╭─ Exercise input

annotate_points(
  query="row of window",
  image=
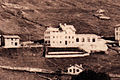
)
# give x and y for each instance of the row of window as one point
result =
(65, 37)
(86, 40)
(66, 42)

╰─

• [Problem statement]: Among the lines above, which ones include the word "window"? Copy them.

• [Solution to this task]:
  query="row of window",
# give x and y for each instance of the row of window as one point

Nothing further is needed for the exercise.